Copy word for word everything in the article on Disney's India business from "Viacom18's shareholders include" down to "Fox in 2019.".

#### SOURCE DOCUMENT

The talks are in a "very, very nascent" stage and no potential buyer or partner has been approached so far, and it remains unclear how the process will pan out, the person added.

"Talks have begun internally (on) what makes sense to do," said the source, adding discussions were being driven by executives at Disney headquarters in the U.S.

Disney did not respond to a Reuters request for comment. The company's shares closed up 1.6% on Tuesday.

The Wall Street Journal was first to report news of Disney's talks and said the company had reached out to at least one bank about ways to help the India business grow, while sharing some of the costs.

The discussions come at a time when Disney has faced increasing pressure due to the emergence of Reliance Industries' (RELI.NS) streaming platform JioCinema, run by Asia's richest man, Mukesh Ambani. He has been marketing his streaming platform by offering free access to Indian Premier League cricket tournament, digital rights of which were earlier with Disney.

Research firm CLSA has estimated Disney+ Hotstar's subscriber base shrank by nearly 5 million users in India after it lost the digital rights for IPL.

Reliance's broadcast venture Viacom18, which runs JioCinema, also struck a deal with Warner Bros in April for HBO and other popular content such as Succession. Several of these top rated shows earlier aired in India on the Disney platform.

Viacom18's shareholders include Reliance, Paramount Global (PARA.O) as well as Bodhi Tree, which is a joint venture between James Murdoch and a former Star India executive, Uday Shankar.

Disney's India business comprises the Disney+ Hotstar streaming service and Star India, which it took over when it acquired the entertainment assets of 21st Century Fox in 2019.

The source, who declined to be named as the talks are confidential, said it will be difficult to find an outright buyer in India as the enterprise value of the India business was seen around $15-16 billion when Disney took over Fox's business.

Star India, which was rebranded as Disney Star last year, encompasses dozens of TV channels and a stake in a movie production company.

Disney, like its peers in streaming and the wider media industry, is cutting costs as macro economic headwinds weigh on its advertising revenue and subscriber growth.

In February, the company said it would cut 7,000 jobs as part of an effort to save $5.5 billion in costs in a sweeping restructuring of the company.

########
#### DATA PROVIDED

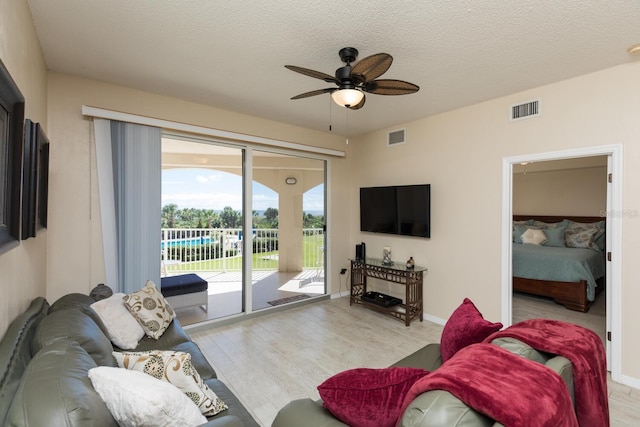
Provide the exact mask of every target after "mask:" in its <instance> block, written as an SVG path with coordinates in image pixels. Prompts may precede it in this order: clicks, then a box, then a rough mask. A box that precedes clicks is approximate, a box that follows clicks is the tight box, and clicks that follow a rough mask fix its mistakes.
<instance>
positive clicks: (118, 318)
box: [91, 294, 144, 350]
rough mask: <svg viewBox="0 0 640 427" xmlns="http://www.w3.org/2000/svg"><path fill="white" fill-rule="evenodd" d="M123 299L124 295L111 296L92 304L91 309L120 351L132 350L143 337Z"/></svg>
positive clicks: (140, 330)
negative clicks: (95, 313)
mask: <svg viewBox="0 0 640 427" xmlns="http://www.w3.org/2000/svg"><path fill="white" fill-rule="evenodd" d="M123 297H124V294H113V295H112V296H110V297H109V298H106V299H103V300H100V301H98V302H94V303H93V304H91V308H92V309H93V310H94V311H95V312H96V313H97V314H98V316H99V317H100V319H101V320H102V323H103V324H104V326H105V327H106V328H107V332H108V333H109V339H110V340H111V342H112V343H114V344H115V345H117V346H118V347H120V348H122V349H125V350H132V349H134V348H136V347H137V346H138V342H139V341H140V340H141V339H142V337H144V329H142V326H140V324H139V323H138V321H137V320H136V319H135V318H134V317H133V316H132V315H131V313H129V310H127V307H125V305H124V301H123V300H122V298H123Z"/></svg>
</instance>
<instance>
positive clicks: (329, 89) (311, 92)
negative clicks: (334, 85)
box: [291, 87, 338, 99]
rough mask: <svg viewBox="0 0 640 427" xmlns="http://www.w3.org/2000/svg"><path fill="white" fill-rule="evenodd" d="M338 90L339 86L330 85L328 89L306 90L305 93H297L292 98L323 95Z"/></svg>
mask: <svg viewBox="0 0 640 427" xmlns="http://www.w3.org/2000/svg"><path fill="white" fill-rule="evenodd" d="M336 90H338V88H337V87H328V88H326V89H318V90H312V91H311V92H305V93H301V94H300V95H296V96H294V97H293V98H291V99H302V98H308V97H310V96H316V95H322V94H324V93H331V92H333V91H336Z"/></svg>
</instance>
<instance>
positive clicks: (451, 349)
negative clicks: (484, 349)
mask: <svg viewBox="0 0 640 427" xmlns="http://www.w3.org/2000/svg"><path fill="white" fill-rule="evenodd" d="M500 329H502V323H500V322H498V323H491V322H489V321H487V320H485V319H484V317H482V314H481V313H480V312H479V311H478V309H477V308H476V306H475V305H474V304H473V302H471V300H470V299H469V298H465V299H464V301H463V302H462V304H460V306H459V307H458V308H456V309H455V311H454V312H453V313H452V314H451V317H449V320H447V323H446V324H445V325H444V329H443V330H442V337H441V338H440V354H441V355H442V362H443V363H444V362H446V361H447V360H449V359H450V358H451V357H453V355H454V354H456V353H457V352H458V350H460V349H462V348H464V347H466V346H468V345H471V344H475V343H479V342H481V341H482V340H484V339H485V338H486V337H488V336H489V335H491V334H492V333H494V332H497V331H499V330H500Z"/></svg>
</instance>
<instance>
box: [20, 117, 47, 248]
mask: <svg viewBox="0 0 640 427" xmlns="http://www.w3.org/2000/svg"><path fill="white" fill-rule="evenodd" d="M23 151H24V158H23V162H22V240H26V239H28V238H30V237H36V233H37V230H39V229H41V228H44V227H46V226H47V198H48V184H49V177H48V175H49V139H48V138H47V135H45V133H44V130H43V129H42V126H40V123H34V122H32V121H31V120H29V119H27V120H25V124H24V150H23Z"/></svg>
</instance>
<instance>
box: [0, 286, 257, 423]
mask: <svg viewBox="0 0 640 427" xmlns="http://www.w3.org/2000/svg"><path fill="white" fill-rule="evenodd" d="M93 302H95V301H94V300H93V299H92V298H90V297H89V296H87V295H81V294H69V295H66V296H64V297H62V298H60V299H59V300H58V301H56V302H55V303H54V304H52V305H51V306H49V303H48V302H47V301H46V300H45V299H44V298H42V297H40V298H37V299H35V300H34V301H33V302H32V303H31V305H30V307H29V308H28V309H27V310H26V311H25V312H24V313H22V314H21V315H19V316H18V317H17V318H16V319H15V320H14V321H13V322H12V323H11V325H10V326H9V328H8V330H7V331H6V333H5V335H4V337H3V339H2V341H1V342H0V425H3V426H29V427H50V426H69V427H73V426H78V427H80V426H96V427H97V426H109V427H117V425H118V424H117V423H116V421H115V420H114V418H113V417H112V416H111V413H110V411H109V409H108V408H107V407H106V405H105V403H104V402H103V401H102V399H101V398H100V396H99V395H98V393H97V392H96V391H95V390H94V389H93V387H92V383H91V380H90V379H89V377H88V371H89V370H90V369H91V368H94V367H96V366H112V367H116V366H117V364H116V361H115V360H114V358H113V355H112V352H113V351H114V350H115V351H118V350H119V349H118V348H114V347H113V345H112V343H111V341H110V340H109V339H108V338H107V334H106V331H105V329H104V325H103V324H102V322H101V320H100V317H99V316H97V315H96V313H95V312H94V311H93V310H92V309H91V308H90V305H91V304H92V303H93ZM146 350H175V351H184V352H188V353H190V354H191V362H192V364H193V366H194V367H195V368H196V370H197V371H198V373H199V374H200V376H201V377H202V379H204V381H205V383H206V384H207V385H208V386H209V388H210V389H211V390H212V391H213V392H214V393H215V394H216V395H217V396H218V397H219V398H221V399H222V400H223V401H224V402H225V403H226V404H227V405H228V407H229V408H228V409H227V410H225V411H222V412H221V413H219V414H217V415H215V416H213V417H211V418H209V419H208V422H207V423H206V424H203V425H204V426H208V427H214V426H216V427H240V426H258V423H257V422H256V421H255V420H254V419H253V418H252V416H251V414H250V413H249V412H248V411H247V410H246V409H245V408H244V407H243V406H242V404H241V403H240V401H239V400H238V399H237V398H236V397H235V396H234V395H233V393H232V392H231V391H230V390H229V389H228V388H227V387H226V386H225V385H224V384H223V383H222V382H221V381H220V380H218V379H217V378H216V372H215V371H214V370H213V368H212V367H211V365H210V364H209V363H208V362H207V360H206V358H205V357H204V355H203V353H202V352H201V351H200V349H199V348H198V345H197V344H196V343H194V342H193V341H191V339H190V338H189V336H188V335H187V334H186V332H185V331H184V329H183V328H182V327H181V326H180V323H179V322H178V320H177V319H174V320H173V321H172V323H171V325H170V326H169V328H168V329H167V331H166V332H165V333H164V334H163V335H162V336H161V337H160V338H159V339H158V340H155V339H151V338H148V337H146V336H145V337H144V338H143V339H142V340H141V341H140V342H139V344H138V347H137V348H136V349H134V350H132V351H146Z"/></svg>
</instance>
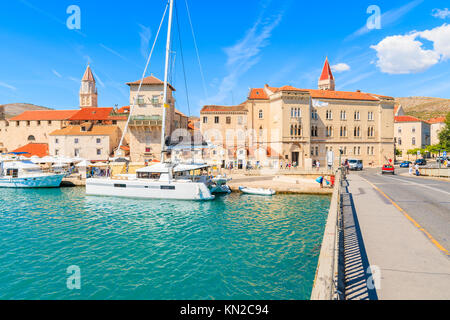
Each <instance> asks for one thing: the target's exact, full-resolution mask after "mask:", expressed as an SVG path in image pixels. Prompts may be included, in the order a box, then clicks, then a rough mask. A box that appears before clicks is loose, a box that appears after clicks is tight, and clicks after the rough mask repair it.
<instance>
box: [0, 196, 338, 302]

########

EXPECTED OUTPUT »
Viacom18's shareholders include Reliance, Paramount Global (PARA.O) as well as Bodhi Tree, which is a joint venture between James Murdoch and a former Star India executive, Uday Shankar.

Disney's India business comprises the Disney+ Hotstar streaming service and Star India, which it took over when it acquired the entertainment assets of 21st Century Fox in 2019.